Given problem: Convert the data, starting at its first line and ending at the line containing "pixel 405 77", into a Markdown table with the columns Row and Line. Put a row number in Row and each line in Line, and leave out blank lines.

Dataset excerpts:
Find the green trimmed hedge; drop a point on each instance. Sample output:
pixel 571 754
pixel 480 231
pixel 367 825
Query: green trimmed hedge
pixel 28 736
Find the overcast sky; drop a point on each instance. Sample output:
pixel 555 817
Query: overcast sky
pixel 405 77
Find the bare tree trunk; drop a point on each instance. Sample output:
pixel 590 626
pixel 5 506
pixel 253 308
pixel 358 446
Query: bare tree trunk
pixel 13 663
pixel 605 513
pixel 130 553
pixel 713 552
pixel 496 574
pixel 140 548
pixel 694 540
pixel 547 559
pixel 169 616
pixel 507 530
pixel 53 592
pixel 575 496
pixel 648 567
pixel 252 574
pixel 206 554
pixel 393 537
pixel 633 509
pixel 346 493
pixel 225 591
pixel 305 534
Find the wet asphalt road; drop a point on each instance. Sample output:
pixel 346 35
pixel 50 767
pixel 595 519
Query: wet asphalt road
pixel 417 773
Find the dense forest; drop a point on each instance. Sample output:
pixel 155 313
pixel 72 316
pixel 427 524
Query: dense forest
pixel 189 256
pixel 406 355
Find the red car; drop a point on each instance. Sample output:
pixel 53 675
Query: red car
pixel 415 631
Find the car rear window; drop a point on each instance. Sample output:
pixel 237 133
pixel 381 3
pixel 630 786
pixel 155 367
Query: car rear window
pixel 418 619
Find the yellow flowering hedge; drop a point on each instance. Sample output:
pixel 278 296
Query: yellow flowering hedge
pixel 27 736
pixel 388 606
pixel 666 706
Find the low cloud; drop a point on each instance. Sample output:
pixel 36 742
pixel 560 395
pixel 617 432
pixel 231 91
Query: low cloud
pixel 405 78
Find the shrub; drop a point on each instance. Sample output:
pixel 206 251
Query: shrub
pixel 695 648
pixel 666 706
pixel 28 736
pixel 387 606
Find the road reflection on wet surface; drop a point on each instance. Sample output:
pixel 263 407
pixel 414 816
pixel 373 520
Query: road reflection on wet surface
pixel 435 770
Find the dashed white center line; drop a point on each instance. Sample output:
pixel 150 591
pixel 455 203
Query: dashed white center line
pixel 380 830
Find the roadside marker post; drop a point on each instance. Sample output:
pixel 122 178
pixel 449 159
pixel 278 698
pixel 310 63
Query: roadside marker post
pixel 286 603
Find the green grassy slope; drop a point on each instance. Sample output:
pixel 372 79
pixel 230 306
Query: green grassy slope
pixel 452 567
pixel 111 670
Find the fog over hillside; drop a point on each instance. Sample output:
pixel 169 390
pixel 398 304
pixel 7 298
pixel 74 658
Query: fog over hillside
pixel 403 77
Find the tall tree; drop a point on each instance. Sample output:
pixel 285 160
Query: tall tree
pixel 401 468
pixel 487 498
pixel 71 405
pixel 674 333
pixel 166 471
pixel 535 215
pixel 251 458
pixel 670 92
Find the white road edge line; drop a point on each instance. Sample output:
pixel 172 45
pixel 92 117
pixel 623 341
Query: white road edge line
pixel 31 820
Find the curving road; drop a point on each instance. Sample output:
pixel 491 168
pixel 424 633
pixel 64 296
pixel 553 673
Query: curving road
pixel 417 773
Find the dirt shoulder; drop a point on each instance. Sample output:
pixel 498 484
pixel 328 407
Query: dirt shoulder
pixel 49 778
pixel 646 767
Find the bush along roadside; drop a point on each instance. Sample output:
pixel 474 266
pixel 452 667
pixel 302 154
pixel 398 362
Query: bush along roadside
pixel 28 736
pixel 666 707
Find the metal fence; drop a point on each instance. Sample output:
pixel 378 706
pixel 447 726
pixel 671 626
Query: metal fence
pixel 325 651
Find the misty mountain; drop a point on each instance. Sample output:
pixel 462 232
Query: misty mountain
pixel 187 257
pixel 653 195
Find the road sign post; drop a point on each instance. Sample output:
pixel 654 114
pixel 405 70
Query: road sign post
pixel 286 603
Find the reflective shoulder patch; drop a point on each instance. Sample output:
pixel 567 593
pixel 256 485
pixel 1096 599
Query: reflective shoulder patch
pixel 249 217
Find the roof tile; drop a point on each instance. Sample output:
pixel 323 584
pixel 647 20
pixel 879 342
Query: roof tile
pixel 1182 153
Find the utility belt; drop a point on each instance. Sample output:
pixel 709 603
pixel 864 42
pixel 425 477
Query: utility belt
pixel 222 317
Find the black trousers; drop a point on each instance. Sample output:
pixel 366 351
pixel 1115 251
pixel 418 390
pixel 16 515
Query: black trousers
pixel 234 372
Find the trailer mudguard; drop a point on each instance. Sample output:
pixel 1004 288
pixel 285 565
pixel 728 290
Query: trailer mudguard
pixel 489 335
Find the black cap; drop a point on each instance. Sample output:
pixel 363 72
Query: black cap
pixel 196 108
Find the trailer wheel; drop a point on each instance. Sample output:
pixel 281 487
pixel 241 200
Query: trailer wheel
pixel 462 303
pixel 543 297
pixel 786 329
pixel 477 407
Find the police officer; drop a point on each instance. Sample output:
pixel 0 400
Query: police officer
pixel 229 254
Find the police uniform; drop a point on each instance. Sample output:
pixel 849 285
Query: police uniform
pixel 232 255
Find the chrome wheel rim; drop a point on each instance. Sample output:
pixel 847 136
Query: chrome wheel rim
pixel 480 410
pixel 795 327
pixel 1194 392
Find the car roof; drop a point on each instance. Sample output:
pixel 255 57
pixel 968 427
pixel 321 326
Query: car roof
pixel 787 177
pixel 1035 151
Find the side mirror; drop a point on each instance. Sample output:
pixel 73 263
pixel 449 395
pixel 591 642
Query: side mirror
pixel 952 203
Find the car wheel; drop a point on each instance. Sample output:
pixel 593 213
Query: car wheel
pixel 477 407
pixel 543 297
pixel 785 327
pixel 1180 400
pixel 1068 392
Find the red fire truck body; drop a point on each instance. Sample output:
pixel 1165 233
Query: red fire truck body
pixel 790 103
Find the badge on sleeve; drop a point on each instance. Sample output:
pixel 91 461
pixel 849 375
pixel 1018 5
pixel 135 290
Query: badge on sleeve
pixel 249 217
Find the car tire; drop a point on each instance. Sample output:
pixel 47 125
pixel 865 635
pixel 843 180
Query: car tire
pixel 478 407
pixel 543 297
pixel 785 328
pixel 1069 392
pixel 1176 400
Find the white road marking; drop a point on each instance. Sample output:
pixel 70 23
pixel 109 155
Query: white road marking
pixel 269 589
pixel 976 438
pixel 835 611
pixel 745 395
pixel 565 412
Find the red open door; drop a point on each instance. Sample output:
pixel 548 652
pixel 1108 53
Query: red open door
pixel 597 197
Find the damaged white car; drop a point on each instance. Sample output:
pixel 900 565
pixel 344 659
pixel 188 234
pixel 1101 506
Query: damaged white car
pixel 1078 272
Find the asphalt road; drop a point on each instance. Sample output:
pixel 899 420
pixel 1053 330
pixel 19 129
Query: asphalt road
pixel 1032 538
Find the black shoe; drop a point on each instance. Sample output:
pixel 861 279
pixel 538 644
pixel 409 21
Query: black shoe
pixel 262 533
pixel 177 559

The reply:
| Row | Line |
|---|---|
| 1 | Find the green trimmed hedge; drop a point on each instance. Sample output: |
| 2 | pixel 571 754 |
| 3 | pixel 480 231 |
| 4 | pixel 367 825 |
| 5 | Query: green trimmed hedge |
| 6 | pixel 28 736 |
| 7 | Find the overcast sky; drop a point on each instance. Sample output: |
| 8 | pixel 555 817 |
| 9 | Query: overcast sky |
| 10 | pixel 405 77 |